Match the string "table" against each line below, and copy every line that matches.

Stored data entries:
↓
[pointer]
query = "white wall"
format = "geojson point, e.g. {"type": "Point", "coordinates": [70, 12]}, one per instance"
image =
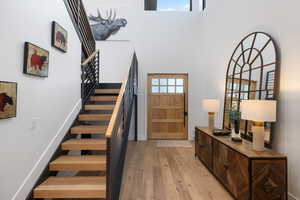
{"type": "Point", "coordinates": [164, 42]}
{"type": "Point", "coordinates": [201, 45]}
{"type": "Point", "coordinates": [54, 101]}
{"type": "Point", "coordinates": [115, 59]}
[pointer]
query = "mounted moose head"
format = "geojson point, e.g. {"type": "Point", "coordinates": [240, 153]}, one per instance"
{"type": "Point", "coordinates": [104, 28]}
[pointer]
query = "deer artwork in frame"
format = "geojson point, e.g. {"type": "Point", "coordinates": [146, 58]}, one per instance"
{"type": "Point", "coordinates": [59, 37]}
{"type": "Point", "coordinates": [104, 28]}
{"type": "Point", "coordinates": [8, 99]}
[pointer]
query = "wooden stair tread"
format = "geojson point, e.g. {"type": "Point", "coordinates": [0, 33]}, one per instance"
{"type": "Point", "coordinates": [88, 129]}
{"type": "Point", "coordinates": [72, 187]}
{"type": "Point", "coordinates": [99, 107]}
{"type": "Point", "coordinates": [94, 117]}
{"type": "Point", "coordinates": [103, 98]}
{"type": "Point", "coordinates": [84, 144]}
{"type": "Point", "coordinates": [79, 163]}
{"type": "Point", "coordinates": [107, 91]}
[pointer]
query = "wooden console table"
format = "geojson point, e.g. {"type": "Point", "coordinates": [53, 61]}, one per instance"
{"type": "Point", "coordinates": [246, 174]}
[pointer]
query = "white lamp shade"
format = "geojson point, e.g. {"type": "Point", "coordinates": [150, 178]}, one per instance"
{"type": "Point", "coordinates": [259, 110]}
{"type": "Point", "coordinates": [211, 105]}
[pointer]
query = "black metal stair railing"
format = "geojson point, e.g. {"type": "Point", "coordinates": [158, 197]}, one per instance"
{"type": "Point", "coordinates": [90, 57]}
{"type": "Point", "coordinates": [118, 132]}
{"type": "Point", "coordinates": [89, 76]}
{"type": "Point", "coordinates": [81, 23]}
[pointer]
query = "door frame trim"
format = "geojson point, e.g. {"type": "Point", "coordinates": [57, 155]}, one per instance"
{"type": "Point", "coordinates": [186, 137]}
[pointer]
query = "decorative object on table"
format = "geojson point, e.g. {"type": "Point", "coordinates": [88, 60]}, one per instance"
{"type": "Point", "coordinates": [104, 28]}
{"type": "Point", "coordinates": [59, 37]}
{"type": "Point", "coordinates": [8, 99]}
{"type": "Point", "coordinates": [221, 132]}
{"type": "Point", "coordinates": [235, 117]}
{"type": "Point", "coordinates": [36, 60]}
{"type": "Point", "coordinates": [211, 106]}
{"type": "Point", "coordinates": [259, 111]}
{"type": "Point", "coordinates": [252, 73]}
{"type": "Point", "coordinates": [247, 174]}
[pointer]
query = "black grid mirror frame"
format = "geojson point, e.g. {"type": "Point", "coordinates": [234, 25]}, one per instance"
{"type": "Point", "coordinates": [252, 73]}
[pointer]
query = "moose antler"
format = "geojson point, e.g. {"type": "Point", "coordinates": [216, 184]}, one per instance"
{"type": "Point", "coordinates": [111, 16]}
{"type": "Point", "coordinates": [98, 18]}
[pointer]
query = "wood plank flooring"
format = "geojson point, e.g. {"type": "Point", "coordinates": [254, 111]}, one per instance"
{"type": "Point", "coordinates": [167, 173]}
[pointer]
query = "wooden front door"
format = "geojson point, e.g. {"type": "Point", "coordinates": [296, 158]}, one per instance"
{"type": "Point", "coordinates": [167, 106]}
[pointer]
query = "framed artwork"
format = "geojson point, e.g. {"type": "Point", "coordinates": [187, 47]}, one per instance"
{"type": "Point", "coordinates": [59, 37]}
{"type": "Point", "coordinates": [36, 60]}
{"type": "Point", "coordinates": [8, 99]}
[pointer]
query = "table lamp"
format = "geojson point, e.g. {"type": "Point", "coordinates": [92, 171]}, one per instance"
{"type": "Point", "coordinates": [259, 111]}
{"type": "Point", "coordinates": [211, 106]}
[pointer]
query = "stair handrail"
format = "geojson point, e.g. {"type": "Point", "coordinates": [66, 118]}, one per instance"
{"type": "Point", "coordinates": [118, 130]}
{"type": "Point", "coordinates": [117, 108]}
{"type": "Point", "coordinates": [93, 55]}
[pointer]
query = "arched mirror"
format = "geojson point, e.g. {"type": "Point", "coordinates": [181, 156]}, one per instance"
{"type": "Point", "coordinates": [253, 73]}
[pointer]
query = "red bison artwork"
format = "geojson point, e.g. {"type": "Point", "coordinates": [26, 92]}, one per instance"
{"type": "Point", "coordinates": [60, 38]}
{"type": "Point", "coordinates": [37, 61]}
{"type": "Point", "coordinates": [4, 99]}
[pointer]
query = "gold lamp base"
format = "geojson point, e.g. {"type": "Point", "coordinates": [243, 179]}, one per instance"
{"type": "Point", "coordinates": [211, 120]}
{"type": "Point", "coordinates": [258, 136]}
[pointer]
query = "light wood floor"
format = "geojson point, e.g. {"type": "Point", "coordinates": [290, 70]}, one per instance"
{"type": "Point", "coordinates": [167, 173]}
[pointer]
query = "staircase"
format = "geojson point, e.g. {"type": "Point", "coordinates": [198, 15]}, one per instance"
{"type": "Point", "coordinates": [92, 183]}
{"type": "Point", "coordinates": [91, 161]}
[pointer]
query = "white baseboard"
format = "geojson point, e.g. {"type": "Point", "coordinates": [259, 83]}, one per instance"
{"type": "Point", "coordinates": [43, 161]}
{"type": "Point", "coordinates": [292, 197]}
↑
↓
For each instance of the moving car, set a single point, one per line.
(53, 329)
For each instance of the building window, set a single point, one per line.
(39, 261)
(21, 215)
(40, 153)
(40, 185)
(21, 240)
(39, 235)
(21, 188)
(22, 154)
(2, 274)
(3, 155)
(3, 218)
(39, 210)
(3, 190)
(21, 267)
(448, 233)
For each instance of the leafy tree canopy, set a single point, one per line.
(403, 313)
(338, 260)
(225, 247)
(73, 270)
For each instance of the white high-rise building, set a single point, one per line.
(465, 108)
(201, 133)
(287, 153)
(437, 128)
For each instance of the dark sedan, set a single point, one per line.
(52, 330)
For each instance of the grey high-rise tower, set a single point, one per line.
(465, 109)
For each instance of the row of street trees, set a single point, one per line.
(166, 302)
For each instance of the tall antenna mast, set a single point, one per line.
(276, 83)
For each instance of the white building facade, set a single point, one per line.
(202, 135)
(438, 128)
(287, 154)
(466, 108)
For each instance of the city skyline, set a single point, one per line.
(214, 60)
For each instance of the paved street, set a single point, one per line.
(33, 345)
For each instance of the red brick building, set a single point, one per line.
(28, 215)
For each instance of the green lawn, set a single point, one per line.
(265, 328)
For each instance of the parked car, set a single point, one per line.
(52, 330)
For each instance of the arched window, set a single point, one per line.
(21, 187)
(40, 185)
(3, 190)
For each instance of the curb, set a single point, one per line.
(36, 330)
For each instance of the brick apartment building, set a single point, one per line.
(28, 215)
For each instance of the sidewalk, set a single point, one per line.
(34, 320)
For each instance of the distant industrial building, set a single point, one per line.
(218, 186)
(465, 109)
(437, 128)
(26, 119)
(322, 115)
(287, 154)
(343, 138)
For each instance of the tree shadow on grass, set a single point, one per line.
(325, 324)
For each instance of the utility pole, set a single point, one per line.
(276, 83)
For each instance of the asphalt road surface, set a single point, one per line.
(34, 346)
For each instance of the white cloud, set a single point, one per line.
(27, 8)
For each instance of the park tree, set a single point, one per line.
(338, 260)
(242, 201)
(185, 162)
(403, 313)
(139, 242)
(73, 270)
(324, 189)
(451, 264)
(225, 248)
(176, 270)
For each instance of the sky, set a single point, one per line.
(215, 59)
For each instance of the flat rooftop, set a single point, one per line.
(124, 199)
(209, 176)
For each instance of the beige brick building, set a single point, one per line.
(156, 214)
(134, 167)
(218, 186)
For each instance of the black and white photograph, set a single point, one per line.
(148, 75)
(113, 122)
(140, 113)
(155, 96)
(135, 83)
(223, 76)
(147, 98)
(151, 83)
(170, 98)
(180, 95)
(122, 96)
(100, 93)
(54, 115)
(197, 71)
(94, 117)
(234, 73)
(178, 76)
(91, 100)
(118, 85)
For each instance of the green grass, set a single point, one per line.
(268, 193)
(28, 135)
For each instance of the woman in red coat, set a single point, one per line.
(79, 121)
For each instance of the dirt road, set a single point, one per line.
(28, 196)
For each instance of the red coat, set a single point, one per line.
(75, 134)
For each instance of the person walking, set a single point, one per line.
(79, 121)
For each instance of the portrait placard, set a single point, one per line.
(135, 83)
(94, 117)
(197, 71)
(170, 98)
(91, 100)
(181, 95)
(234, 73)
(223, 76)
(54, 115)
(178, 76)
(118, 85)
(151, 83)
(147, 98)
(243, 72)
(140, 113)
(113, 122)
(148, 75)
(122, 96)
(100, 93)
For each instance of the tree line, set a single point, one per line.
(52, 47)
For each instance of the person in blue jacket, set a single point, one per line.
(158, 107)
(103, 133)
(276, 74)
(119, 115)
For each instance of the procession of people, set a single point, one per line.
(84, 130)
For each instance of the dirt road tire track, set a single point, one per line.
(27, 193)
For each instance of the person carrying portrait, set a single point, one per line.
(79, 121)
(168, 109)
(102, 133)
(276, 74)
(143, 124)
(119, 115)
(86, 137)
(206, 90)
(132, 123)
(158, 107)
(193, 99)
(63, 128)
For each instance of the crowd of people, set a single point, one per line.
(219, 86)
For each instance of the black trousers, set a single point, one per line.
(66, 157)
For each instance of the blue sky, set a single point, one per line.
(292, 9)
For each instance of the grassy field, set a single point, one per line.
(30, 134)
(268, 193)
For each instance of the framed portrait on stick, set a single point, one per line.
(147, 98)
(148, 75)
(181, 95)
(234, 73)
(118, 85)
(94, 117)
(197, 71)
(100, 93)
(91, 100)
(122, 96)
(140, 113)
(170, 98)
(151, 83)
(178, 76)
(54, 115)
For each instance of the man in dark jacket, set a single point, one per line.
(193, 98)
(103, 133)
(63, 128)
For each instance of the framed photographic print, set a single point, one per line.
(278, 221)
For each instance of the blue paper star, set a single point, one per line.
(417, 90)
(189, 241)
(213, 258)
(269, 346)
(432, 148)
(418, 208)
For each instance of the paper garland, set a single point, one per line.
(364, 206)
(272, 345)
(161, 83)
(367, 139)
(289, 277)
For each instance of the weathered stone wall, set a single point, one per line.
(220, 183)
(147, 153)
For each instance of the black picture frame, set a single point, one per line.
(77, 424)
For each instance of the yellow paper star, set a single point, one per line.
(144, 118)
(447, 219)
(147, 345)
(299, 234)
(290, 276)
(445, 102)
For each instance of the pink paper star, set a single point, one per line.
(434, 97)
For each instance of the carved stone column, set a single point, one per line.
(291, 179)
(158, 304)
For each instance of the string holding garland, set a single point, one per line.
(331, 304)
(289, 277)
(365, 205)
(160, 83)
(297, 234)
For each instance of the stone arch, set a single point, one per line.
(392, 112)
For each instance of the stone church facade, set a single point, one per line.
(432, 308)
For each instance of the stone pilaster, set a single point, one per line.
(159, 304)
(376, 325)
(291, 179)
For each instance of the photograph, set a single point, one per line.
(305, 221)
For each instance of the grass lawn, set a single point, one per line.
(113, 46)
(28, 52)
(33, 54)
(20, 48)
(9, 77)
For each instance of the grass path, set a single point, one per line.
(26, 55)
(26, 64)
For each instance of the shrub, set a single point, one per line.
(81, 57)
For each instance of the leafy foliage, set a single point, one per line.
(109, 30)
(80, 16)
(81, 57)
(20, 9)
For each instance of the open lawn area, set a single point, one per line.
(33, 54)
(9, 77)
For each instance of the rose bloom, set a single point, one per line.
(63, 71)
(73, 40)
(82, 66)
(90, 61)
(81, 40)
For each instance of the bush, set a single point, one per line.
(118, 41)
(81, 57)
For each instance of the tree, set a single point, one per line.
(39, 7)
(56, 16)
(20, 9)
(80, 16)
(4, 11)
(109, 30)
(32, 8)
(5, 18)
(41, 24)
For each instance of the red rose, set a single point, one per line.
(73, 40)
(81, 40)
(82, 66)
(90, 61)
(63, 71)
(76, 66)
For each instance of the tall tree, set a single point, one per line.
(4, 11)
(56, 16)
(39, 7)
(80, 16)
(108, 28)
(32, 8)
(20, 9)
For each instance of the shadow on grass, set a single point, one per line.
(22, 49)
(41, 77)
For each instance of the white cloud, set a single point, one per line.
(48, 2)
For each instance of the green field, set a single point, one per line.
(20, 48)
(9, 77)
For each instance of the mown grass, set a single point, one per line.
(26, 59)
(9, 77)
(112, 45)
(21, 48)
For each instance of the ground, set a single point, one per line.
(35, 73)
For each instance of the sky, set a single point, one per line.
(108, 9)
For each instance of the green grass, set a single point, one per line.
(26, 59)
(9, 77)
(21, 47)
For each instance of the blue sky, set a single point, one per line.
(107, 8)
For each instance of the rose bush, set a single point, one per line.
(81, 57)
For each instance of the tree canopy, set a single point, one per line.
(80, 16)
↑
# Exercise solution:
query = "wooden console table"
query = "decorative object on table"
query = "table lamp"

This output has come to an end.